Aim of the task | Edit the rows below by changing every "a pin for each instance" to "one point per instance", leaving all other text as it is.
○ ○ ○ ○ ○
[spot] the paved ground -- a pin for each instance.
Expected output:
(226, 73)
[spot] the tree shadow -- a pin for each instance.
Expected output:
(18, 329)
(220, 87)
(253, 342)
○ ○ ○ ○ ○
Answer in full |
[spot] the paved ground -- one point per instance.
Expected output:
(226, 73)
[spot] the tree shadow -- one point per instance.
Expected output:
(18, 329)
(220, 87)
(253, 342)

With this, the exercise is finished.